=== Begin Enclosure ===
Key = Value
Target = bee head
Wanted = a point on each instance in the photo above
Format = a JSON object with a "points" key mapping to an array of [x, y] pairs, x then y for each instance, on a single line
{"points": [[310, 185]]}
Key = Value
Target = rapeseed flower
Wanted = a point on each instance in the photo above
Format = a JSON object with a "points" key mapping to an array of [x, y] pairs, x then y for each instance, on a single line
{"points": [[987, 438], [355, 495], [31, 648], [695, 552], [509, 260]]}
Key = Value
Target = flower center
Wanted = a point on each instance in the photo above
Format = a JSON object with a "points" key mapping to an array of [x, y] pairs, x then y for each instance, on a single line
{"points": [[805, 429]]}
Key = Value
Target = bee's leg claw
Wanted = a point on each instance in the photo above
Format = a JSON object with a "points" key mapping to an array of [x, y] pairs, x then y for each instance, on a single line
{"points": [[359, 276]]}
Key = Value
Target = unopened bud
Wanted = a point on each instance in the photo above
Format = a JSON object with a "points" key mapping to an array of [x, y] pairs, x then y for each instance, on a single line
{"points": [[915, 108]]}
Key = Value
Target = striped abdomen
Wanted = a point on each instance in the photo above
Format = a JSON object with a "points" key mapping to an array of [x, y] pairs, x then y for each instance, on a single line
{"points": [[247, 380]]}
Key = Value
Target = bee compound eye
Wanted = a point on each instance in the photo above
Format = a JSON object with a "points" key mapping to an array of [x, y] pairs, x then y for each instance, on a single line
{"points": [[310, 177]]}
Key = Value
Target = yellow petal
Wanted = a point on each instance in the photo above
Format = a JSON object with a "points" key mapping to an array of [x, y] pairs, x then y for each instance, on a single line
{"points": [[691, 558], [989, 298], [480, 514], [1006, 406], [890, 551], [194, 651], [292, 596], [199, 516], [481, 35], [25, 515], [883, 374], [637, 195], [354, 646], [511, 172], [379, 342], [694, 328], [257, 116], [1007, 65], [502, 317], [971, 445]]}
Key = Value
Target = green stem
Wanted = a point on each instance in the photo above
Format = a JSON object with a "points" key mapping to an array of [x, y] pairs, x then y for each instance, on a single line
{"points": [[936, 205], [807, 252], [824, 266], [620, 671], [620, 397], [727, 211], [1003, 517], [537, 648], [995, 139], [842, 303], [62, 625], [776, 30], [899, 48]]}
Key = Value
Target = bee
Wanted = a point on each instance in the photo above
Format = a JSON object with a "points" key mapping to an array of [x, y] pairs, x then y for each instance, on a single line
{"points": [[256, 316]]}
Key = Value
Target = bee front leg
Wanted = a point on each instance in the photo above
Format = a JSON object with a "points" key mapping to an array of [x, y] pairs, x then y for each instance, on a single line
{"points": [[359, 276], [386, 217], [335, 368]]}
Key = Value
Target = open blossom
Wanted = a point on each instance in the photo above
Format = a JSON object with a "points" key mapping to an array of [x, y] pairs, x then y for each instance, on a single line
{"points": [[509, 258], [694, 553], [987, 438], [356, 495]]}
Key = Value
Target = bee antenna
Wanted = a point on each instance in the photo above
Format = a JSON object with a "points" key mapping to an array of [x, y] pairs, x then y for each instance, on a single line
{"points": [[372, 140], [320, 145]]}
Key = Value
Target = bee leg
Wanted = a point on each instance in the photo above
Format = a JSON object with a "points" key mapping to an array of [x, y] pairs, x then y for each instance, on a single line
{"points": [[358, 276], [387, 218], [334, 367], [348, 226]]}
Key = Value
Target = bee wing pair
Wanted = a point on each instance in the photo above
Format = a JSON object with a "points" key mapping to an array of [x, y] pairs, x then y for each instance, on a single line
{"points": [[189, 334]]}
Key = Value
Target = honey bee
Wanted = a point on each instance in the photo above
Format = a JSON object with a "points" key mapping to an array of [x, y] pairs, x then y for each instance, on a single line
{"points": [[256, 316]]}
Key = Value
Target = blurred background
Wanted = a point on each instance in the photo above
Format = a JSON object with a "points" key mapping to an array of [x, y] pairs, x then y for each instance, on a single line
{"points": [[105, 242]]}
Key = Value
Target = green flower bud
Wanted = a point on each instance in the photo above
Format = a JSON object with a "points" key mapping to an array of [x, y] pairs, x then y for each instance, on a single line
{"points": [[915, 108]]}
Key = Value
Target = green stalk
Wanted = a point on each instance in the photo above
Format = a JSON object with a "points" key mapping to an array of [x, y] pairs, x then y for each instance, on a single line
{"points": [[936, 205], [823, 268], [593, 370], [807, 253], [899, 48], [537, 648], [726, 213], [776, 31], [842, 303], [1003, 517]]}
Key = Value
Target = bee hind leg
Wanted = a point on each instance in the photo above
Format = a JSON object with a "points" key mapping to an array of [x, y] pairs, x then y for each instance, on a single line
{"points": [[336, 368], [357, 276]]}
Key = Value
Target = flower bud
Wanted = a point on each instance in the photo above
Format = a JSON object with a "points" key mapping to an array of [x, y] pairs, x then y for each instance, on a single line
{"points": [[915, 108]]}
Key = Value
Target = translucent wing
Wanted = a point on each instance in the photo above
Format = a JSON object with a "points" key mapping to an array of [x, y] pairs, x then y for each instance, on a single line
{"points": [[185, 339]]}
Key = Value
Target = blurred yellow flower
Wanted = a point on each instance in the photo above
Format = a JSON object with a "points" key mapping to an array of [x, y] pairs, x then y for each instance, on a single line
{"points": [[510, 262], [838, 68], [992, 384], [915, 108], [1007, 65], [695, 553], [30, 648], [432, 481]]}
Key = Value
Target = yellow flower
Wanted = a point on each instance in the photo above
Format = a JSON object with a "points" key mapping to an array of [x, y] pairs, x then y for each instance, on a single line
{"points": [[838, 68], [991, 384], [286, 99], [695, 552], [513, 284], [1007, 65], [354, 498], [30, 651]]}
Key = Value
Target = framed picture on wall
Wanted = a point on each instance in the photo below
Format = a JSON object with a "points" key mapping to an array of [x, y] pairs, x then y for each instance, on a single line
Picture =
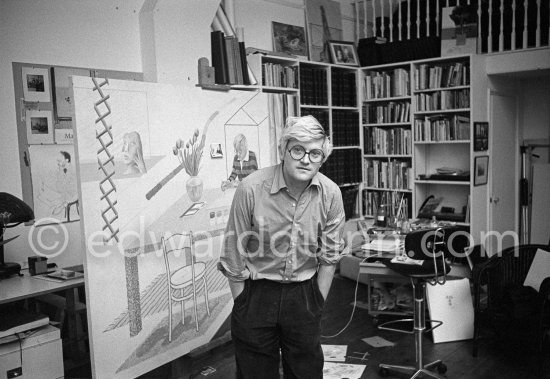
{"points": [[39, 127], [345, 53], [481, 136], [481, 170], [36, 84]]}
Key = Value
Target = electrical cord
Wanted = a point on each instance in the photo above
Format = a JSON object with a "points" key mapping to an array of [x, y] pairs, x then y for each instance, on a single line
{"points": [[354, 305]]}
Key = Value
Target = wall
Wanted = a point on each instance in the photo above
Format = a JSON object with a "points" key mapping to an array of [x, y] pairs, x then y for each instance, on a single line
{"points": [[101, 34]]}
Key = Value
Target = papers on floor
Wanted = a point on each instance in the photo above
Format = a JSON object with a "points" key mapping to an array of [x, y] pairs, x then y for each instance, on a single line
{"points": [[336, 353], [334, 370], [377, 341]]}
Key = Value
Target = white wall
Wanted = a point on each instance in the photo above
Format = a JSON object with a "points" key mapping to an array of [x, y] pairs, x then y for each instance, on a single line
{"points": [[105, 34]]}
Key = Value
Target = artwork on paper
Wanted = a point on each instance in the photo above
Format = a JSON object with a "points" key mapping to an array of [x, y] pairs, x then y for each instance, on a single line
{"points": [[36, 84], [146, 179], [39, 127], [290, 39], [216, 150], [55, 194], [324, 23]]}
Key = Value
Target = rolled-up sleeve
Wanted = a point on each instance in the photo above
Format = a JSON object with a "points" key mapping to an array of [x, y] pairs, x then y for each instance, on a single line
{"points": [[332, 244], [232, 257]]}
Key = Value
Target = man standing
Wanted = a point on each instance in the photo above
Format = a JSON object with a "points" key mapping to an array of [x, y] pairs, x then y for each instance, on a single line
{"points": [[283, 239]]}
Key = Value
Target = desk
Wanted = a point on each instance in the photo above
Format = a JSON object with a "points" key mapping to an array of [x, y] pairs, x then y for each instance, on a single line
{"points": [[26, 287]]}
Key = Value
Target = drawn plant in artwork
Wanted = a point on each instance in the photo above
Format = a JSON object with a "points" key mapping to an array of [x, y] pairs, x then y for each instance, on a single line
{"points": [[189, 154]]}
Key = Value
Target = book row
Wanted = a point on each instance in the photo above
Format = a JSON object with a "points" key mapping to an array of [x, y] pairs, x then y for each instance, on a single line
{"points": [[443, 100], [394, 174], [384, 141], [313, 86], [441, 128], [320, 114], [387, 113], [441, 76], [344, 93], [344, 128], [344, 166], [378, 85], [276, 75]]}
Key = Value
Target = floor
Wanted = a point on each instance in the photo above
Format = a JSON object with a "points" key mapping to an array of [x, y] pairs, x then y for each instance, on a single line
{"points": [[494, 361]]}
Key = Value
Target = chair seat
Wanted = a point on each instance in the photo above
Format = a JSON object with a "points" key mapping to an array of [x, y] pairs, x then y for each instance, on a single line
{"points": [[425, 270], [184, 276]]}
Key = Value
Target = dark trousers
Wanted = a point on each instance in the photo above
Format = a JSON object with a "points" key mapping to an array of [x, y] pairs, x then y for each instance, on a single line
{"points": [[269, 317]]}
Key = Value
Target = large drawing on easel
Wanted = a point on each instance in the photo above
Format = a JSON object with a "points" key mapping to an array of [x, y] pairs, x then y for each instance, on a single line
{"points": [[145, 172]]}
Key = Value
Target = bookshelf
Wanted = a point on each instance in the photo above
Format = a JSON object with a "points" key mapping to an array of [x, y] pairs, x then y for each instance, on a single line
{"points": [[442, 134], [387, 131]]}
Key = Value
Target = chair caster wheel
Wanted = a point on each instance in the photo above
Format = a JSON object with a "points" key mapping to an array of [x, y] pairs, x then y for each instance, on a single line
{"points": [[383, 372]]}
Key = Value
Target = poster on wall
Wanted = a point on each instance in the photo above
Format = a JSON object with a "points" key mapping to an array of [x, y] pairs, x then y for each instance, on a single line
{"points": [[55, 195], [146, 172], [39, 127], [36, 84], [324, 23]]}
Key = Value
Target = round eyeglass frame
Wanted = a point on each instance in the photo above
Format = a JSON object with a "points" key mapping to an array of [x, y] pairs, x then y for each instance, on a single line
{"points": [[305, 152]]}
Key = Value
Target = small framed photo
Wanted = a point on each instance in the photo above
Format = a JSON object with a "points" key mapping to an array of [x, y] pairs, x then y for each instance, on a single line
{"points": [[216, 150], [481, 136], [481, 170], [343, 52], [39, 127], [36, 84], [289, 39]]}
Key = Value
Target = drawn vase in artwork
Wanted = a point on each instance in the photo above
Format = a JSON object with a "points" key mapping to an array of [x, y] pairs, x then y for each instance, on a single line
{"points": [[194, 187]]}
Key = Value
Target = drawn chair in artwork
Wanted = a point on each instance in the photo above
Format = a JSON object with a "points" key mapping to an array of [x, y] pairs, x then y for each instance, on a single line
{"points": [[430, 247], [185, 276]]}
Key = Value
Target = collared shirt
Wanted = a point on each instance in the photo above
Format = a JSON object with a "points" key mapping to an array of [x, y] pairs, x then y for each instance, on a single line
{"points": [[271, 235]]}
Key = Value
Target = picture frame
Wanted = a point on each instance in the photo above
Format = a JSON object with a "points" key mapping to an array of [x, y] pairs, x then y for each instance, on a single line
{"points": [[481, 170], [481, 136], [289, 39], [216, 150], [36, 84], [344, 53], [40, 128]]}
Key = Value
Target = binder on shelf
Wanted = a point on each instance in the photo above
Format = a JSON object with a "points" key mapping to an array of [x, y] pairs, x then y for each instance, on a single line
{"points": [[219, 57]]}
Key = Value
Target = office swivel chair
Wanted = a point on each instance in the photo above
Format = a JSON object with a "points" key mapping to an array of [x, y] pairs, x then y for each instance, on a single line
{"points": [[430, 247]]}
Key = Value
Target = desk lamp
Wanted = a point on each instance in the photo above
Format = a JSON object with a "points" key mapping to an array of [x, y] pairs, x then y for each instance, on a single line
{"points": [[13, 212]]}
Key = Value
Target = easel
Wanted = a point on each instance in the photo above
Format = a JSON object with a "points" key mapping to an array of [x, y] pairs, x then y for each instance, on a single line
{"points": [[526, 185]]}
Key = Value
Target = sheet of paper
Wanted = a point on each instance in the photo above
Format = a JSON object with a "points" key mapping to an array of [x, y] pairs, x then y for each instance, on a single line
{"points": [[334, 370], [335, 353], [377, 341], [539, 270]]}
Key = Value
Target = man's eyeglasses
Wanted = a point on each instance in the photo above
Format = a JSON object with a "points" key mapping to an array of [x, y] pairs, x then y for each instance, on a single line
{"points": [[297, 152]]}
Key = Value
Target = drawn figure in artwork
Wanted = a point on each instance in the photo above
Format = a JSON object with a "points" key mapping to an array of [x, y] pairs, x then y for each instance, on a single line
{"points": [[244, 162], [132, 153], [282, 242], [58, 189]]}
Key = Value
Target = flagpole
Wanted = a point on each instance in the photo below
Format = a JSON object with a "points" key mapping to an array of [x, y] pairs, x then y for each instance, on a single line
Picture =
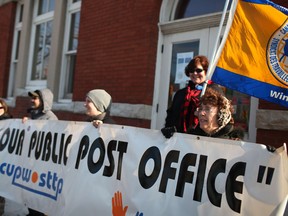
{"points": [[215, 46]]}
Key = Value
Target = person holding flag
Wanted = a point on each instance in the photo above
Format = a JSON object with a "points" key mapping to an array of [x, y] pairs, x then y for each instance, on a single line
{"points": [[253, 55], [180, 115]]}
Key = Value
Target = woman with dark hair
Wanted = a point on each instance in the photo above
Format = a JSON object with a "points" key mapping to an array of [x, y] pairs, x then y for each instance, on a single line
{"points": [[215, 117], [4, 111], [98, 104], [180, 115]]}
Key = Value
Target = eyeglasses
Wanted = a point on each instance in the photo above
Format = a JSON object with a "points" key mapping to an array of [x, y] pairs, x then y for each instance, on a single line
{"points": [[207, 110], [197, 70]]}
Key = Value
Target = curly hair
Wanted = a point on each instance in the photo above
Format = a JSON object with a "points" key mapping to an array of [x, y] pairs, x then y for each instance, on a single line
{"points": [[203, 60], [4, 105], [225, 110]]}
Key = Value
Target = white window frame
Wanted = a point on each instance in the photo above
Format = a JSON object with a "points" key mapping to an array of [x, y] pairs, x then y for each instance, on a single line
{"points": [[16, 39], [72, 8], [37, 20]]}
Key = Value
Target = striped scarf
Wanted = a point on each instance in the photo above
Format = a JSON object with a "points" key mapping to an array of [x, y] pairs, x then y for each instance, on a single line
{"points": [[191, 102]]}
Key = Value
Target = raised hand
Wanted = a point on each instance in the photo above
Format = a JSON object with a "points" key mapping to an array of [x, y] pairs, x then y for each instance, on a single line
{"points": [[117, 206]]}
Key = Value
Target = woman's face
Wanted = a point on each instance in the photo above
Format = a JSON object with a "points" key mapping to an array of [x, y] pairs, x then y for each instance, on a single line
{"points": [[91, 110], [198, 76], [2, 111], [207, 115]]}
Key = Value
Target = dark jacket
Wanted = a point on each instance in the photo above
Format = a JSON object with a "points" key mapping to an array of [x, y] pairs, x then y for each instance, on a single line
{"points": [[224, 133], [44, 112], [173, 118], [104, 117], [5, 116]]}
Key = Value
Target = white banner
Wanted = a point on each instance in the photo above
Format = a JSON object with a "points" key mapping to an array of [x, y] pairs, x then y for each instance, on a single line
{"points": [[72, 168]]}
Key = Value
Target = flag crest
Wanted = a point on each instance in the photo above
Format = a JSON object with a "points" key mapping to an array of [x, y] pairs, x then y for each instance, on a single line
{"points": [[254, 58]]}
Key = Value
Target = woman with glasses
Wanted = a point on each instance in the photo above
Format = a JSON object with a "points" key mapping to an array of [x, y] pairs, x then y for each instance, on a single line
{"points": [[180, 115], [4, 112]]}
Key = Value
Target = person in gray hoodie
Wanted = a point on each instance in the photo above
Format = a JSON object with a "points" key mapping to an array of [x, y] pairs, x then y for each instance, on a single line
{"points": [[41, 105]]}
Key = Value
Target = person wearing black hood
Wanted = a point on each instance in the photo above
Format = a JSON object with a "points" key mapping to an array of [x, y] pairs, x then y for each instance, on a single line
{"points": [[180, 115], [98, 104], [4, 112], [41, 105]]}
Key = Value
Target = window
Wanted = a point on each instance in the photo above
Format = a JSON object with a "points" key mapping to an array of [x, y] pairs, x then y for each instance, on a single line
{"points": [[70, 48], [15, 50], [190, 8], [41, 42]]}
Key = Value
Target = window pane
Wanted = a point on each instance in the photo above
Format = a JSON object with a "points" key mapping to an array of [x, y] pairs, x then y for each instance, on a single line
{"points": [[51, 5], [41, 51], [74, 31], [71, 61], [45, 6], [18, 35], [190, 8]]}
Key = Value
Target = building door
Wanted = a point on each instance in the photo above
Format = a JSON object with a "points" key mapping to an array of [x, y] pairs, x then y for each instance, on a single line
{"points": [[178, 50]]}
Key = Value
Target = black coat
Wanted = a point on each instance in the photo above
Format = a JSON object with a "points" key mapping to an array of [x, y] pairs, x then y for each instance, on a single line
{"points": [[174, 111], [5, 116]]}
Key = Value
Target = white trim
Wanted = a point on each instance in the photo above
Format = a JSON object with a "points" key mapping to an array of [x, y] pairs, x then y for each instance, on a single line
{"points": [[14, 61], [71, 9], [135, 111], [252, 119]]}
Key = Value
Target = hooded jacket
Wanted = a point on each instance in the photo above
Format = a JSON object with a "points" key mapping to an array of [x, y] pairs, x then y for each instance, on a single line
{"points": [[44, 112], [173, 118]]}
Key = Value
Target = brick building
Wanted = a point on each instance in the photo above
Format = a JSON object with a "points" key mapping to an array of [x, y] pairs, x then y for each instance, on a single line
{"points": [[128, 48]]}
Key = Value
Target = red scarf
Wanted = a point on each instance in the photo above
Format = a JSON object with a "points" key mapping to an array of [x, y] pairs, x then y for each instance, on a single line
{"points": [[191, 102]]}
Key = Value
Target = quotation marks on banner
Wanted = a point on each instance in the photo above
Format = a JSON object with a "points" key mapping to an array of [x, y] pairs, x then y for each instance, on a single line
{"points": [[117, 206], [269, 176]]}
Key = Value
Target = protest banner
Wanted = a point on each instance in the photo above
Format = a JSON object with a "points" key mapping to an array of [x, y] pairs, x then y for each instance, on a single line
{"points": [[72, 168]]}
=== End Enclosure ===
▶ **What you will do**: This exercise needs every line of the listing that contains the word "dark".

▶ **Written response**:
Target = dark trousers
Target = woman with dark hair
Target = dark jacket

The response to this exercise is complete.